**Short task:**
Please repeat the records below word for word, leaving out the pictures.
____
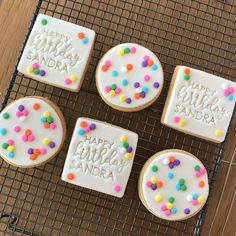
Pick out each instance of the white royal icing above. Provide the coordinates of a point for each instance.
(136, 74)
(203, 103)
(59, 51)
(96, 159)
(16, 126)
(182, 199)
____
**Task solution:**
Pick out each instance of the white royal icing above. Provide the coordinates of a point for each instance.
(136, 74)
(203, 103)
(59, 51)
(96, 159)
(16, 126)
(182, 199)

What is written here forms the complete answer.